| CONSIGNE |
Rédigez la suite de l'article sur la guerre en Syrie, en reprenant juste après sa dernière phrase.

| TEXTE SOURCE |
Nord de la Syrie : La nouvelle guerre de l’empire global … Par Richard Labévière

Source : Proche & Moyen-Orient, Richard Labévière, 22-01-2018

Nous avons encore eu droit à trois heures de propagande lamentable – mardi 16 janvier sur Arte -, avec la diffusion du documentaire des « journalistes » américains Michael Kirk et Mike Wiser – « La revanche de Poutine », présenté par une petite speakerine littéralement entrée en pamoison, puis commenté par Christine Ockrent, une grande amie connue de la Russie… Trois heures de Fake News et de délires complotistes sans contrechamp ni contradiction ! Bravo pour le mieux disant culturel et informatif… d’autant qu’Arte multiplie, depuis plusieurs mois, une présentation tout aussi unilatérale et propagandiste de la guerre en Syrie.

En Syrie justement, les Etats-Unis et leurs alliés – pays de l’Union européenne et du Golfe, ainsi qu’Israël – ont perdu la guerre et bien perdu ! Ils ont échoué à démanteler l’Etat-nation syrien, comme ils l’ont fait de l’Irak et de la Libye, comme ils n’ont cessé de le faire en Afghanistan, dans d’autres pays d’Asie et d’Amérique latine. Comme l’explique Alain Joxe dans ses Guerres de l’empire global1 : sur le plan conventionnel, les américains ont perdu toutes les guerres qu’ils ont initiées depuis la fin de la Guerre froide. Mais ces défaites tactiques se sont transformées en autant de victoires stratégiques, multipliant les zones dites « d’instabilité constructive ».

| DONNÉES FOURNIES |
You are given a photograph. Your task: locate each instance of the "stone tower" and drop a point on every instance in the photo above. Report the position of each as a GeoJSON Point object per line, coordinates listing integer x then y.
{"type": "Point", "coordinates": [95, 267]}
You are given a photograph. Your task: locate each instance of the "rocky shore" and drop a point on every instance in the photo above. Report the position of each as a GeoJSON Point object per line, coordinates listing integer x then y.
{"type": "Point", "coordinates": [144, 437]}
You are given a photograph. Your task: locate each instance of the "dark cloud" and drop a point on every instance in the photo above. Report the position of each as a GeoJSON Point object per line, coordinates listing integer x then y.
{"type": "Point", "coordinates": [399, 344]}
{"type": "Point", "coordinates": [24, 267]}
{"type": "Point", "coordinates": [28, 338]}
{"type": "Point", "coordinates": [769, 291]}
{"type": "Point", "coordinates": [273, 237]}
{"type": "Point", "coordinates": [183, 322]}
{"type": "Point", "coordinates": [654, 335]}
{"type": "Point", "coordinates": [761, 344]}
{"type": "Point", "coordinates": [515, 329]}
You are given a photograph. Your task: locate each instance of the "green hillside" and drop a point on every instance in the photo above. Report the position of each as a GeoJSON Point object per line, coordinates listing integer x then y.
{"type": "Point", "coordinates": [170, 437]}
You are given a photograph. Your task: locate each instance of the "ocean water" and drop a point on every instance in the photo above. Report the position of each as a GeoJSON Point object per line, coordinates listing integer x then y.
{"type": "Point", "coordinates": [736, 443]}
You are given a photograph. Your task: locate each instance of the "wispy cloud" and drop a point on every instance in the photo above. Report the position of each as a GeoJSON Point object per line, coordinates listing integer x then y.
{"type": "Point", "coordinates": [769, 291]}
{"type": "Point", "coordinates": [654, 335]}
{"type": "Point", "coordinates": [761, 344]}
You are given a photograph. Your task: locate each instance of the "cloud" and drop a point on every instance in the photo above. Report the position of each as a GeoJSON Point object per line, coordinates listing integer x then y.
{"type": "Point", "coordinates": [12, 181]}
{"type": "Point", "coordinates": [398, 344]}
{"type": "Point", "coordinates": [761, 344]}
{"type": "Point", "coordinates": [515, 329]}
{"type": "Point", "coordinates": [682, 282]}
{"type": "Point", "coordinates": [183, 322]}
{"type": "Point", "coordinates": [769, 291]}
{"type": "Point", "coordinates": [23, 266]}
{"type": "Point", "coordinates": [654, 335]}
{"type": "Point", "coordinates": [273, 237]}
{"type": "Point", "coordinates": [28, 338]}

| RÉPONSE |
Ces « zones grises » sont devenues autant de puits sans fond pour les exportations d’armes et l’engagement de milices privées (générant des millions d’emplois et des milliards de dollars) ; des laboratoires de nouveaux systèmes de combat et de techniques asymétriques ; les nouvelles frontières d’une mondialisation sauvage où tous les coups sont permis. Nul besoin de revenir à Adam Smith et David Ricardo pour ausculter « la main invisible » de cette régression à l’état de nature, à la guerre de tous contre tous : l’objectif des guerres contemporaines ne réside plus seulement dans la maîtrise de l’espace, mais dans celle du temps.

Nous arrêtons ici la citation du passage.